Passage extrait
* * * * *
Tecumseh vécut sa jeunesse à l'époque troublée de la Révolution américaine, dans la vallée de l'Ohio, considérée comme le centre du monde par les Shawnees. Sa tribu prend le parti de la Grande-Bretagne et attaque les forts de la frontière américaine. En 1779, Tecumseh doit fuir avec sa mère à cause du conflit avec les « Longs Couteaux ». Il est impliqué dans de nombreux raids et escarmouches durant les dernières années de la guerre d’indépendance américaine de 1780 à 1783. Le traité de Paris (1783) consacre la naissance des États-Unis qui obtiennent les territoires indiens entre le Mississippi et les Appalaches. Cependant, le Territoire du Nord-Ouest restait sous domination des Amérindiens encouragés par les Anglais à résister aux Américains.
Il conduit sa tribu dans la guerre indienne du Nord-Ouest (1790-1795), mais est battu par le général Anthony Wayne à la bataille de Fallen Timbers le . À la fin de cette guerre, il refuse de signer le traité de Greenville qui autorise la vente des terres amérindiennes aux Blancs. Il s’installe alors le long de la rivière Wabash.
Progressivement, beaucoup d'Amérindiens adoptent le costume européen et découvrent l'alcool, à l'instar de Tenskwatawa. Certains font du commerce dans les forts américains et s'endettent. Du fait des guerres, leur société se trouve déstabilisée et le nombre de femmes dépasse de beaucoup celui des hommes. Tous ces facteurs concourent à un processus de colonisation et d'acculturation des Amérindiens, permettant aux colons blancs de s'installer toujours plus à l'ouest.
Fédération des tribus indiennes
Avec l’aide de son frère Tenskwatawa, Tecumseh tente de fédérer les tribus amérindiennes du Canada à la Floride, afin de résister à l’avance inexorable des colons sur leurs terres. Tenskwatawa est persuadé que l’arrivée des Blancs est une punition envoyée par la divinité suprême, le Maître de la Vie[3]. Le séisme de 1811 dans la vallée du Mississippi et une éclipse (1806) ne font que renforcer cette vision millénariste de la conquête de l'Amérique. Le traité de Fort Wayne de 1809 décide Tecumseh à sortir de l'ombre de son frère. Il voyage dans tout le territoire compris entre le Mississippi et les Appalaches. Il espère fonder des États-Unis Indiens d'Amérique et de réaliser l'union des tribus pour la défense commune de leurs terres. En , il rencontre le gouverneur du territoire de l’Indiana et futur neuvième président des États-Unis, William Henry Harrison, à Vincennes dans l'Indiana, mais les deux hommes restent sur leurs positions.
* * * * *
Travail à faire
a - D'après le passage extrait, quel traité Tecumseh refuse-t-il de signer à la fin de la guerre indienne du Nord-Ouest ?
b - Selon le passage extrait, pourquoi Tecumseh cherche-t-il à fédérer les tribus amérindiennes ? Répondez en une à trois phrases.
Les données qui suivent ne sont pas nécessaires.

Extrait de données
* * * * *
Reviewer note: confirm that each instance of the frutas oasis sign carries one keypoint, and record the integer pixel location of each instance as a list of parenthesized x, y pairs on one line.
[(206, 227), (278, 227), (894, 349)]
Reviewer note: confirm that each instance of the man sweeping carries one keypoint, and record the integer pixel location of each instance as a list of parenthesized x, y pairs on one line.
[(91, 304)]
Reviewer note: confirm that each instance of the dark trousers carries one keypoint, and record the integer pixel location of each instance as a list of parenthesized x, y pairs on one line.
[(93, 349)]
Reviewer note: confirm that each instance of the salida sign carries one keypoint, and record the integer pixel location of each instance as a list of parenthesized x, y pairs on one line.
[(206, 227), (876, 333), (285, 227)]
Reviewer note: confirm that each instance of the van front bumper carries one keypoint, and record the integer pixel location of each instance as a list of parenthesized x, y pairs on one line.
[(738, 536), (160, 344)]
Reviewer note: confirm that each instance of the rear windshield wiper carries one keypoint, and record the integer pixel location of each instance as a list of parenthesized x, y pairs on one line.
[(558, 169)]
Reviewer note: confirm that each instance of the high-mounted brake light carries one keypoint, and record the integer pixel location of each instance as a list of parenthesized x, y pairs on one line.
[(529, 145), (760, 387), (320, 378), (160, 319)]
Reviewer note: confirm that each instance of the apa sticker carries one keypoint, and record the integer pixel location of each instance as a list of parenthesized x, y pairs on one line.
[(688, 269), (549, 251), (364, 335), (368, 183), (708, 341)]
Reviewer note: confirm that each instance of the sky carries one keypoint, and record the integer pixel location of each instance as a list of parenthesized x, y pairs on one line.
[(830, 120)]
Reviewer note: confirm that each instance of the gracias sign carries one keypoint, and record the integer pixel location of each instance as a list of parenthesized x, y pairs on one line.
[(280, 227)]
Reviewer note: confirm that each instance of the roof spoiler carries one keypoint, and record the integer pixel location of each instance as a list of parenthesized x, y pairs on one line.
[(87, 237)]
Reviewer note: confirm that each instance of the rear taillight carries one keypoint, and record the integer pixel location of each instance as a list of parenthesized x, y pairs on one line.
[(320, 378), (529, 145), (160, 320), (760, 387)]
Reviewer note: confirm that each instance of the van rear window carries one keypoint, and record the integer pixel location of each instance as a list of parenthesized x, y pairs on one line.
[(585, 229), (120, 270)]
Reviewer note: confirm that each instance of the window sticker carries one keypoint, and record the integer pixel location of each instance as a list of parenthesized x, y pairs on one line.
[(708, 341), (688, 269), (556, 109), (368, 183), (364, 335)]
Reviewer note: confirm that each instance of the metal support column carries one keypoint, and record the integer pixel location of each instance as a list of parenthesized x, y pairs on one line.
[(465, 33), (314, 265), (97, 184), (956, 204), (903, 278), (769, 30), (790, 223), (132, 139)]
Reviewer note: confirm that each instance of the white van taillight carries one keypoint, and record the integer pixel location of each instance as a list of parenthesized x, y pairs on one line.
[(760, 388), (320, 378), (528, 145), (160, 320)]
* * * * *
Corrigé
a - Le traité de Greenville.

b - Tecumseh veut fédérer les tribus amérindiennes du Canada à la Floride pour résister à l'avance inexorable des colons sur leurs terres. Il espère réaliser l'union des tribus pour la défense commune de ces terres.